◆ TEXT SEGMENT:
When pigs fly | On Kingston Time | September

I have a pet peeve.

Actually, I have many, including a dislike of photinia hedges and drivers in ferry traffic who pretend they can’t see you waiting there as they roll to a stop in front of you. But today we’ll focus on a literal pet peeve, one I was reminded of while enjoying my morning coffee on the deck. Birds don’t belong in cages.

The reason is blindingly obvious. Unless you’re keeping penguins, emus, or domestic fowl, birds are born to fly. It’s what they do; it’s what they are. It’s the essence of their existence and a source of wonder and envy to us earthbound creatures. Keep a bird in a cage and you’ve denied Picasso his paintbrushes and Babe Ruth his bat. You might as well lobotomize a member of Mensa.

If you love the company of birds, feed them and they will come. Boy, will they ever. Invest in a bag of sunflower seed and a hummingbird feeder and you’ll soon discover that birds are pigs with wings.

Ever since I began scattering seed on the handrails of our deck, we’ve been treated to a veritable Peyton Place (Google it, you under-forty types) of bird behavior.

◆ DATA EXCERPT:
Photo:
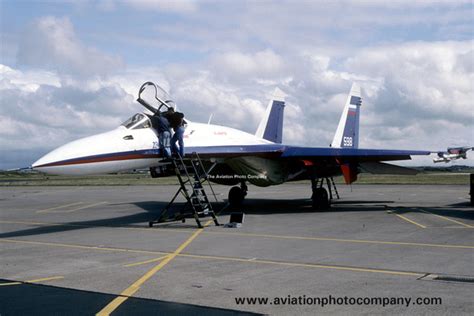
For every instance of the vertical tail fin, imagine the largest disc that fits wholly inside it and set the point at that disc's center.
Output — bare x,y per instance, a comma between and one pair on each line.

◆ TO DO:
1/ Rewrite the bird column starting at "Actually, I have" and ending at "belong in cages.", putting "afternoon tea" in place of "morning coffee".
2/ Carry on the column about birds past its last sentence.

◆ ANSWERS BELOW:
1/
Actually, I have many, including a dislike of photinia hedges and drivers in ferry traffic who pretend they can’t see you waiting there as they roll to a stop in front of you. But today we’ll focus on a literal pet peeve, one I was reminded of while enjoying my afternoon tea on the deck. Birds don’t belong in cages.

2/
Hummingbirds are weightless wisps of belligerence. They spend their summers drinking nectar, eating aphids (I hope) and engaging in aerial combat. The crazy little things overwinter here now. During last December’s week of snow and arctic temperatures we brought the feeders out of storage in an attempt to save the chilled-but-unchastened creatures from becoming hummer-cubes. Each of three feeders was claimed by a tiny tyrant who did nothing all day but guard its territory, suck up sugar, and try to not freeze to the branch.

Late summer is an especially fine time to feed the birds. In the time it took to sip that cup of coffee, I counted seven species at the bird buffet. The nuthatches are my favorites; for one thing, they’re brave little beasts. Coming to within an arm’s length, they regard me with a beady eye, then proceed to pick through the seed like a foodie at a fruit stand. Delightfully, they mutter to themselves while making their selection (“too small…too light…really, whatever happened to quality?”).

The chickadees are adorable, but they tend to land and, upon seeing me, let out an avian “eek!” and flutter away, only to repeat the process a few seconds later.

Fledglings are plain funny. They’re easy to spot in flight, maneuvering, as they do, like rudderless aircraft. Some of them are a terrible nuisance to their parents, demanding the seed be shelled and placed directly in their fat little mouths (embodying the attitude of some adult humans). They shake their feathers and beg, often cheeping persistently. The trick, I think, is for the parents to make their getaway before the chicks learn to fly well enough to keep up.

Of course, all this free food has encouraged some of the bolder birds to set up house next to the restaurant. One particular junco has for years insisted on making her nest in one or the other inconvenient spot. Her favorite is my greenhouse.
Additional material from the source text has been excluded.